選定抜粋 –
GE に関する基本的な記事として、次の記事が公開されている。

| #    | 記事                                                       | 概要                   |
| ---- | ------------------------------------------------------------ | ---------------------- |
| 1    | [Welcome](https://docs.greatexpectations.io/docs/)           | 概要                   |
| 2    | [Getting started with Great Expectations](https://docs.greatexpectations.io/docs/tutorials/getting_started/tutorial_overview) | チュートリアル         |
| 3    | [Glossary of Terms](https://docs.greatexpectations.io/docs/glossary) | 用語集                 |
| 4    | [Customize your deployment Great Expectations](https://docs.greatexpectations.io/docs/reference/customize_your_deployment) | 利用するための考慮事項 |
| 5    | [Explore Expectations](https://greatexpectations.io/expectations/) | Expectation 一覧       |
| 6    | [Community Page • Great Expectations](https://greatexpectations.io/community) | コミュニティ関連       |
| 7    | [Case studies from Great Expectations](https://greatexpectations.io/case-studies/) | ケーススタディ         |



GE を利用する基本的な手順は次のようになっている。データに対する品質保証条件を Expectations として定義に基づき、データソースへの検証を行い、検証結果をドキュメント化することができる。

1. セットアップ
2. データへの接続
3. Expectations の作成
4. データの検証


検証できるデータソースには次のものがある。

- SQLAlchemy 経由によるデータベース
- Pandas Dataframe
- Spark Dataframe

データソースごとに利用できる Expection が異なり、次のドキュメントにて整理されている。

- [Expectation implementations by backend | Great Expectations](https://docs.greatexpectations.io/docs/reference/expectations/implemented_expectations/)

GE を利用する方法として、CLIによる方法とノートブック型環境による方法がある。ノートブック型環境による方法を実施する際には、次のドキュメントが参考となる。

提供資料 –
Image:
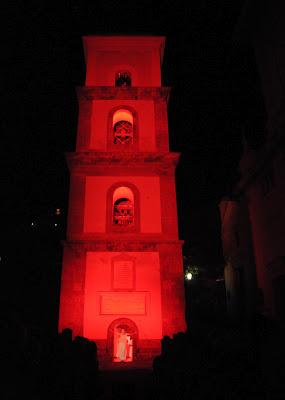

課題の目的 – 上に示した Great Expectations の解説文を、全文そのまま書き写しなさい。

結果は以下 –
GE に関する基本的な記事として、次の記事が公開されている。

| #    | 記事                                                       | 概要                   |
| ---- | ------------------------------------------------------------ | ---------------------- |
| 1    | [Welcome](https://docs.greatexpectations.io/docs/)           | 概要                   |
| 2    | [Getting started with Great Expectations](https://docs.greatexpectations.io/docs/tutorials/getting_started/tutorial_overview) | チュートリアル         |
| 3    | [Glossary of Terms](https://docs.greatexpectations.io/docs/glossary) | 用語集                 |
| 4    | [Customize your deployment Great Expectations](https://docs.greatexpectations.io/docs/reference/customize_your_deployment) | 利用するための考慮事項 |
| 5    | [Explore Expectations](https://greatexpectations.io/expectations/) | Expectation 一覧       |
| 6    | [Community Page • Great Expectations](https://greatexpectations.io/community) | コミュニティ関連       |
| 7    | [Case studies from Great Expectations](https://greatexpectations.io/case-studies/) | ケーススタディ         |



GE を利用する基本的な手順は次のようになっている。データに対する品質保証条件を Expectations として定義に基づき、データソースへの検証を行い、検証結果をドキュメント化することができる。

1. セットアップ
2. データへの接続
3. Expectations の作成
4. データの検証


検証できるデータソースには次のものがある。

- SQLAlchemy 経由によるデータベース
- Pandas Dataframe
- Spark Dataframe

データソースごとに利用できる Expection が異なり、次のドキュメントにて整理されている。

- [Expectation implementations by backend | Great Expectations](https://docs.greatexpectations.io/docs/reference/expectations/implemented_expectations/)

GE を利用する方法として、CLIによる方法とノートブック型環境による方法がある。ノートブック型環境による方法を実施する際には、次のドキュメントが参考となる。